§ **Exercice**
Pouvez-vous résumer en deux phrases l'extrait sur le voyage au port de Gävle ?

§ **Extrait choisi**
##############################

Décidément, je suis inapte aux figures imposées.
Pas rétive,non : j'ai beaucoup affecté de l'être pour masquer une véritable impossibilité à tenir longtemps un canevas à l'avance établi.
Je m'y empêtre, la langue s'alourdit, la poussière se dépose, les cartes se perdent.
Il faut et je soupire. Il faudrait, le remord pointe et je prend le premier chemin traversier.

VOYAGE


Voilà que ce récit de voyage s'étiole, alors même que le voyage lui même continue son sillage enfoui, qu'il en remonte encore au fil des semaines, d'étranges fleurs, figures libres d'un souvenir en train de faire mémoire, en s'agrégeant comme naît l'atoll, de proche en proche, de loin en loin.
Peut-être aussi que ce qu'il y a à partager de ce voyage, c'est qu'on peut vivre très profondément qu'il n'y ait rien à en raconter.
Ou bien par bribes, comme ça, échappées du bistrot de la cale, tard le soir.
Oui, oui, en regardant loin derrière la glace du comptoir...
Rien à raconter, parce que rien, jamais, ne m'a imposé de me trouver un jour de juillet septentrional, dans ce port démesuré et presque vide. Seuls quelques ilots marquaient quelque activité. Là où la vie était, elle était volontiers frénétique, mais elle ne suffisait pas à éteindre le silence des entrepôts déserts.


J'ai croisé du sel, du bois, des hélices de navires qui avaient l'air de jouer à la guerre des étoiles. Des cuves à gaz flambant neuves partiraient un jour pour Abu Dhabi.
Les mêmes, rouillées jusqu'à l'os, iront à Karachi.
Il y a décidément plusieurs trous du cul du monde dans le monde.

L'un d'eux était ce port de Gävle, où j'ai voulu prendre la photo la plus terne de toute mon existence, parce qu'il n'y avait rien à faire ici et où j'ai dansé dans la caverne de sel parce que je m'y suis sentie légère et drôle comme jamais.

##############################

Enregistrements issus d'une collection
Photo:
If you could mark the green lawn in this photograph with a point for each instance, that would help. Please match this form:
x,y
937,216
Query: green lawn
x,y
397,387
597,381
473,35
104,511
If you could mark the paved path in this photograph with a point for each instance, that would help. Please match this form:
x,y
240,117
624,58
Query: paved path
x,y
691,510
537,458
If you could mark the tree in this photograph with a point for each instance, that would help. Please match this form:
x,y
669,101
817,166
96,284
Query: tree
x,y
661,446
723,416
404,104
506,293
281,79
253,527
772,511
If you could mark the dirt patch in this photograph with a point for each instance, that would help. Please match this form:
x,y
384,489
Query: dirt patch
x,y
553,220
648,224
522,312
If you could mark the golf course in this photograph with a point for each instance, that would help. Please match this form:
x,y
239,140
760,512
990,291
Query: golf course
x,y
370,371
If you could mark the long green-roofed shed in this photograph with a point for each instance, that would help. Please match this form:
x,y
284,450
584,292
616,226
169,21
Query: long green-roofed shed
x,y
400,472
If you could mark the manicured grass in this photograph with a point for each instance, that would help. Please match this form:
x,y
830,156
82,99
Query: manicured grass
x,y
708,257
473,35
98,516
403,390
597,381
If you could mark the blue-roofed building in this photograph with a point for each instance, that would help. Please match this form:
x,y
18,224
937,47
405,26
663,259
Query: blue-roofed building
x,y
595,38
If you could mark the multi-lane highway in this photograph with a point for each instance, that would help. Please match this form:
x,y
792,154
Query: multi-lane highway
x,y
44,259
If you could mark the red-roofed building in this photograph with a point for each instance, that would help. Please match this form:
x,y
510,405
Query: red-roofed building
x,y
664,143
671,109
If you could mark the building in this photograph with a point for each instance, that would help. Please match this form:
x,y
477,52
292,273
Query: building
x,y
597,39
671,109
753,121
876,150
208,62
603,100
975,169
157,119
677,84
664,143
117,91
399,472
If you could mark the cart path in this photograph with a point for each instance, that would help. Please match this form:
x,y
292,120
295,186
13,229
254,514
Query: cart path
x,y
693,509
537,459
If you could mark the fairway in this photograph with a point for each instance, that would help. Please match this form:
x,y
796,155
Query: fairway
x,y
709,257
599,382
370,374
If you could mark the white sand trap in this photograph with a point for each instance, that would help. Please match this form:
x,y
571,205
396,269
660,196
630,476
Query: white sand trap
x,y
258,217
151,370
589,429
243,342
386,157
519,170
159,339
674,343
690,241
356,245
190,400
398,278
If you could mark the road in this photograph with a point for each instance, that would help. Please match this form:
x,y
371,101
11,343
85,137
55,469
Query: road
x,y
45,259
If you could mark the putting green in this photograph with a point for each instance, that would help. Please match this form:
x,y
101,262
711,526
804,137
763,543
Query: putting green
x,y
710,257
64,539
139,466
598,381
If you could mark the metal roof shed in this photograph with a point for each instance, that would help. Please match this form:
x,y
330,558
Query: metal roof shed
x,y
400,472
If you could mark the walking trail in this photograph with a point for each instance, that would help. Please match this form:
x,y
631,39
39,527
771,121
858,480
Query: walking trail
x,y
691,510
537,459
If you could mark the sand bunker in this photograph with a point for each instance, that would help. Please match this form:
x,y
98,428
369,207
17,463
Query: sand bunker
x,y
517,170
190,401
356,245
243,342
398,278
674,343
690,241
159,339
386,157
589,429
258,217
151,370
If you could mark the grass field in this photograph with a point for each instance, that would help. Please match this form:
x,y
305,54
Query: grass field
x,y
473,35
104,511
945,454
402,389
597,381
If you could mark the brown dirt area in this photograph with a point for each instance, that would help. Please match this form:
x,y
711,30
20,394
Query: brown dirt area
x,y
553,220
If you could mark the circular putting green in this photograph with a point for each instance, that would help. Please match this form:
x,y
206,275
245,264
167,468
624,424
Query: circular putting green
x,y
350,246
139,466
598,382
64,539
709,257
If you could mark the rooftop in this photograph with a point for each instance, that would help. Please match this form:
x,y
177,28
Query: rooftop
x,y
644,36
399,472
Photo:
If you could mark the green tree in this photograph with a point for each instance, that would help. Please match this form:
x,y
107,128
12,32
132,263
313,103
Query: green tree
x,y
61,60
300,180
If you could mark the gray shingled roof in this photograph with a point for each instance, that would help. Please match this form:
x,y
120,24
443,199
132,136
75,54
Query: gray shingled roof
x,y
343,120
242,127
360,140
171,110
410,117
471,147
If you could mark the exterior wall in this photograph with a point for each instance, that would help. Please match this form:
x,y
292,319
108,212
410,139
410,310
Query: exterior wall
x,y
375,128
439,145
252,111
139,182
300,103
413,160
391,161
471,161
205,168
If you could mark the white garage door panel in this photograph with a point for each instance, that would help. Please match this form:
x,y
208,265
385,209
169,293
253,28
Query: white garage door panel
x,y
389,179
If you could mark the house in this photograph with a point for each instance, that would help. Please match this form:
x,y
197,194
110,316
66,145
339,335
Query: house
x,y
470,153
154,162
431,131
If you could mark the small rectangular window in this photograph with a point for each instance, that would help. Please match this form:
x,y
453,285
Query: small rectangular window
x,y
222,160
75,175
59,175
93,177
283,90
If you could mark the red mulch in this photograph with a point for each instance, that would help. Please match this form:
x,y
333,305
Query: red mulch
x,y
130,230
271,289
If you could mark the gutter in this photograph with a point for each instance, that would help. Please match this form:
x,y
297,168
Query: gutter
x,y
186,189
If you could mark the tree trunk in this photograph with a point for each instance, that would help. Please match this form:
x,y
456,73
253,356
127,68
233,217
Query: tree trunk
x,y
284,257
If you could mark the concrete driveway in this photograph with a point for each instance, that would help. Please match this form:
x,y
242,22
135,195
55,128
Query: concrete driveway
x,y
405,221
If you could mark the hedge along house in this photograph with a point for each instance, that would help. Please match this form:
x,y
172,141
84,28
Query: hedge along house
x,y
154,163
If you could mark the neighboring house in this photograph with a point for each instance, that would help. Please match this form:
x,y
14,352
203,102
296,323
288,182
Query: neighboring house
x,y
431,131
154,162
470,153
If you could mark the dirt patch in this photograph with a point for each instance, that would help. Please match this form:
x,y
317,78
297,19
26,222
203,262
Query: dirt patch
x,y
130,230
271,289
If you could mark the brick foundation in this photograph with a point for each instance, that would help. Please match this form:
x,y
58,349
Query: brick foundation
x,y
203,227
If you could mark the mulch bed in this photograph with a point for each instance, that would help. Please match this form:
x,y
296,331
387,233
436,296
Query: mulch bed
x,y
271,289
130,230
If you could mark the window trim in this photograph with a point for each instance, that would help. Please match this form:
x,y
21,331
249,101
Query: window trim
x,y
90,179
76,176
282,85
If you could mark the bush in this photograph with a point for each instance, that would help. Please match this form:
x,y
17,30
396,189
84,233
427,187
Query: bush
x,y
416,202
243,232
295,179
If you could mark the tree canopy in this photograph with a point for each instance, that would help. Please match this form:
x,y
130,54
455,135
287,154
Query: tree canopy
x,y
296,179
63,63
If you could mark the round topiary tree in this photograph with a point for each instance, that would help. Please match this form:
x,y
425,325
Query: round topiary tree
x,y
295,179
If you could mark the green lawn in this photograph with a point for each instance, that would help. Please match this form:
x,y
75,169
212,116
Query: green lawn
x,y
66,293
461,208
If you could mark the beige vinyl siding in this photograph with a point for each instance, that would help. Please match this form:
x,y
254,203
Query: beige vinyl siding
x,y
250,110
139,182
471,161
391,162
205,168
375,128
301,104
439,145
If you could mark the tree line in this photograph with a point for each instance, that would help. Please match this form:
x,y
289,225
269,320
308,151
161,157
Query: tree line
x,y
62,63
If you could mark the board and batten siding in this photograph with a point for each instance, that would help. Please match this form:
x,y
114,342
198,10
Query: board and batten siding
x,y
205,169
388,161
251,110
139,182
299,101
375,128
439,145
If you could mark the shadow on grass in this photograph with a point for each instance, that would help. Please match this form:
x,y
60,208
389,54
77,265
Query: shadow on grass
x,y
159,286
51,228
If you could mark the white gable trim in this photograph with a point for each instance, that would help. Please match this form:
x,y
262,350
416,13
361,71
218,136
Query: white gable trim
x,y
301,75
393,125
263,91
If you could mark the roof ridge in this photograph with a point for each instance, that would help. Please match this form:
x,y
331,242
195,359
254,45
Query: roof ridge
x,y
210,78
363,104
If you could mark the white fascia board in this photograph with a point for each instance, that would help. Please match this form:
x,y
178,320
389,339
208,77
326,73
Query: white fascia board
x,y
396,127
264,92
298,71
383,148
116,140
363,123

##############################

§ **Résultat attendu**
L'extrait confie une incapacité à tenir longtemps un canevas établi à l'avance, si bien que le récit de voyage s'étiole alors même que le voyage continue de remonter en souvenirs, peut-être parce qu'il n'y a rien à en raconter. Il évoque ensuite le port de Gävle, démesuré et presque vide un jour de juillet, où l'on croise du sel, du bois, des hélices et des cuves à gaz, où fut prise la photo la plus terne d'une existence et où une danse dans la caverne de sel a donné un sentiment de légèreté et de drôlerie jamais connu.